### Données
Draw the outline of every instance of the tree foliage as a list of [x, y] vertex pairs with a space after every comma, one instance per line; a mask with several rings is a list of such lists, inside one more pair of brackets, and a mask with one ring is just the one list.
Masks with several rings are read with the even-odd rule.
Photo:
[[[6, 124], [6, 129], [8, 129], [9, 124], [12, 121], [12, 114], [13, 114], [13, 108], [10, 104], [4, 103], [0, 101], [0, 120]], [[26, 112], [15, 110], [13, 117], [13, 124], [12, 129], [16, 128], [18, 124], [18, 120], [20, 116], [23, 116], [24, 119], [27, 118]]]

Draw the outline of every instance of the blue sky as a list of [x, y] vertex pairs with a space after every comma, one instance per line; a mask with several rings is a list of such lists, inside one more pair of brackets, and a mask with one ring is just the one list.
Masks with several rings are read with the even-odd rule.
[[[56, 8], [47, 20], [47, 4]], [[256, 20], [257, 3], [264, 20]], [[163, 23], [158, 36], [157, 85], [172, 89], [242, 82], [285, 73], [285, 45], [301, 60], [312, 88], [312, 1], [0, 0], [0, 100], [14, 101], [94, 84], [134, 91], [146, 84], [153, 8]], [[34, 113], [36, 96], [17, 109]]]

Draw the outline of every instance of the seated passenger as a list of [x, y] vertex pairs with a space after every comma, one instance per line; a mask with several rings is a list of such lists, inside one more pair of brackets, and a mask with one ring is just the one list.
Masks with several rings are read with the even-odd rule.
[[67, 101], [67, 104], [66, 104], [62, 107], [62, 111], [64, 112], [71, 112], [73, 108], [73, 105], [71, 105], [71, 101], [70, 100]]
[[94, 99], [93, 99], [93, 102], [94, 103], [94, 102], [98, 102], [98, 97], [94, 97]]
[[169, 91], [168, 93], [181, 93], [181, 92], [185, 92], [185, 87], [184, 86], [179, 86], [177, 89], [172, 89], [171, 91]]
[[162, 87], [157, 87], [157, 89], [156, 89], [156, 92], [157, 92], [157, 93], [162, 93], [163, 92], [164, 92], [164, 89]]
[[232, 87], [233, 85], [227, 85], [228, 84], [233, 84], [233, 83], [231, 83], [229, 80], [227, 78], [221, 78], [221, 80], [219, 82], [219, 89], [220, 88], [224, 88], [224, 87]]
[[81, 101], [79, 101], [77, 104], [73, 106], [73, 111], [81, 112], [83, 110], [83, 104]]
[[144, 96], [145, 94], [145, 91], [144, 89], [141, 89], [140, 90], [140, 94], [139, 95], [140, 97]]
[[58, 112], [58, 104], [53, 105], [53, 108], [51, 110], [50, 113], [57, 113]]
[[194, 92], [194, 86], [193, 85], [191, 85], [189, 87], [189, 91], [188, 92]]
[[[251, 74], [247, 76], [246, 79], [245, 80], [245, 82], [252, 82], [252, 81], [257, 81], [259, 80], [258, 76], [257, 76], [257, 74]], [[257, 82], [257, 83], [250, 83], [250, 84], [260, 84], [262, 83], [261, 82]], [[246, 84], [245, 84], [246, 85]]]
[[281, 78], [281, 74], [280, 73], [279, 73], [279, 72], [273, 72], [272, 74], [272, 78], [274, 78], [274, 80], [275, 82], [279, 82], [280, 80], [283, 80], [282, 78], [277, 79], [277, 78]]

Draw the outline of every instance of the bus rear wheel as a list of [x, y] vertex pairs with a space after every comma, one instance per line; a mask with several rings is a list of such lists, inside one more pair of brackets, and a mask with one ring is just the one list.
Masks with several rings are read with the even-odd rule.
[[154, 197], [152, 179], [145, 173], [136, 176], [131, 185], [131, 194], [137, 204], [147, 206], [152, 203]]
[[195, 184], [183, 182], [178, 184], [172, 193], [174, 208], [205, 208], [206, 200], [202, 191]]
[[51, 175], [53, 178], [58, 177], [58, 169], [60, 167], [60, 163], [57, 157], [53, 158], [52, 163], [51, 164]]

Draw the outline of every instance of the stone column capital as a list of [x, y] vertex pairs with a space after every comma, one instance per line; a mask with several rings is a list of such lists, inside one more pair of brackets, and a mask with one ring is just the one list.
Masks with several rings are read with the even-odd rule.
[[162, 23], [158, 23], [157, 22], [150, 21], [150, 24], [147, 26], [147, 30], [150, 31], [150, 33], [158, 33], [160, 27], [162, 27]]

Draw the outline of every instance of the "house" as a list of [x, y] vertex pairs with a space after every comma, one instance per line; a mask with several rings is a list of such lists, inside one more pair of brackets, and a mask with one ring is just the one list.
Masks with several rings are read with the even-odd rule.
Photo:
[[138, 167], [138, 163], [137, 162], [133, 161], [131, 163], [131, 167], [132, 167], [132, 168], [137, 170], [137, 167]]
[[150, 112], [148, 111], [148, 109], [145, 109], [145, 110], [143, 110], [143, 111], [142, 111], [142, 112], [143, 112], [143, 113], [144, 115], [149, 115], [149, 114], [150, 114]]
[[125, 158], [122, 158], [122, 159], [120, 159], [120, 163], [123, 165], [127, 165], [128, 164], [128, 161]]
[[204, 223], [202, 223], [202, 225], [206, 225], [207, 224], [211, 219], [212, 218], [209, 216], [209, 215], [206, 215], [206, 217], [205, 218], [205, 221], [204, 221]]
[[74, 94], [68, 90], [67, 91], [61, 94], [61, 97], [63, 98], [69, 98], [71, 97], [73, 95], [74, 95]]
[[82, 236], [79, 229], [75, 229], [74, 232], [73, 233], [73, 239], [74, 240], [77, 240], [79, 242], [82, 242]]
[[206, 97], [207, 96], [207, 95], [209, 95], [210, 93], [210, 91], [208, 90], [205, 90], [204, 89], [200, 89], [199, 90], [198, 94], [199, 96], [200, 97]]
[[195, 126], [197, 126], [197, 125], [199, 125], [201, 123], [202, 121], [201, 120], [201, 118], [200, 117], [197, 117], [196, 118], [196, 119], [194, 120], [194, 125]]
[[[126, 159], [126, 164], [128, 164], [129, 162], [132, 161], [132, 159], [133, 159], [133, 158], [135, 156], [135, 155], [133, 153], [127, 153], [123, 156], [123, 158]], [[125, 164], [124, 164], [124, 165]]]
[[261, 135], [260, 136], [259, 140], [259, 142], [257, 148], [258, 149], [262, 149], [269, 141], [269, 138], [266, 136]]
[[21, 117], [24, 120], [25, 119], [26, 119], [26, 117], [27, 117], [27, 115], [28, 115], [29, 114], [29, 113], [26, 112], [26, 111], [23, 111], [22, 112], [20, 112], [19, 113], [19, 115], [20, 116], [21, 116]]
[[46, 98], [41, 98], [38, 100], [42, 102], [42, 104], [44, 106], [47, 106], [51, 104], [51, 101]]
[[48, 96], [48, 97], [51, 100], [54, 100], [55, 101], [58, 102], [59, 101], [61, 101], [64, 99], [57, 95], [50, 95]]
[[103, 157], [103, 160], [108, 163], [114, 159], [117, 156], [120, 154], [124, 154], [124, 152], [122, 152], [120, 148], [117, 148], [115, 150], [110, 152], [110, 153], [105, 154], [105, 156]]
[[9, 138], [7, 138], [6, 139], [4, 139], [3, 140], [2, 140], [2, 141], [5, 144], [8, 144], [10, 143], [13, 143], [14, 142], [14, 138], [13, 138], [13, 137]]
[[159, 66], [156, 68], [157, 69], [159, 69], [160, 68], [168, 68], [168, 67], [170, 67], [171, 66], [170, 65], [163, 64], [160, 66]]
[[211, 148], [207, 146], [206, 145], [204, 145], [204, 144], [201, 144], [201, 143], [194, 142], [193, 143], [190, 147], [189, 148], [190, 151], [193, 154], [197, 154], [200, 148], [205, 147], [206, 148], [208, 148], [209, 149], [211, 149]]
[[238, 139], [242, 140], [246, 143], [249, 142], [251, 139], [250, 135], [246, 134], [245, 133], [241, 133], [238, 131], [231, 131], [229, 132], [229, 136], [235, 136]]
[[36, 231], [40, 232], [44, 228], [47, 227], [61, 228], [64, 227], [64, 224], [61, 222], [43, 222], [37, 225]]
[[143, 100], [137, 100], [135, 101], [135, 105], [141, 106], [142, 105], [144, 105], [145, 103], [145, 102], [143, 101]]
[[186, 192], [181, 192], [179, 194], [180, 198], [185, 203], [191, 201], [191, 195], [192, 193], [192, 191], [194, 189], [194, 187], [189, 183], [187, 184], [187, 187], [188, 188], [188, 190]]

### Consigne
Exprimez ces données en CSV à deux colonnes, texte et reponse, en commençant à la ligne qui contient "Draw the outline of every instance of the bus" et en vous arrêtant après celle qui contient "27], [162, 27]]". Chaque enregistrement CSV associe un texte à sa réponse, chacun dans un seul champ entre guillemets, avec les sauts de ligne remplacés par des espaces.

### Réponse
texte,reponse
"Draw the outline of every instance of the bus rear wheel as a list of [x, y] vertex pairs with a space after every comma, one instance per line; a mask with several rings is a list of such lists, inside one more pair of brackets, and a mask with one ring is just the one list. Masks with several rings are read with the even-odd rule.","[[154, 197], [152, 179], [145, 173], [136, 176], [131, 185], [131, 194], [137, 204], [147, 206], [152, 203]] [[195, 184], [183, 182], [178, 184], [172, 193], [174, 208], [205, 208], [206, 200], [202, 191]] [[51, 175], [53, 178], [58, 177], [58, 169], [60, 167], [60, 163], [57, 157], [53, 158], [52, 163], [51, 164]]"
"Draw the outline of every instance of the stone column capital as a list of [x, y] vertex pairs with a space after every comma, one instance per line; a mask with several rings is a list of such lists, inside one more pair of brackets, and a mask with one ring is just the one list. Masks with several rings are read with the even-odd rule.","[[162, 23], [158, 23], [157, 22], [150, 21], [150, 24], [147, 26], [147, 30], [150, 31], [150, 33], [158, 33], [160, 27], [162, 27]]"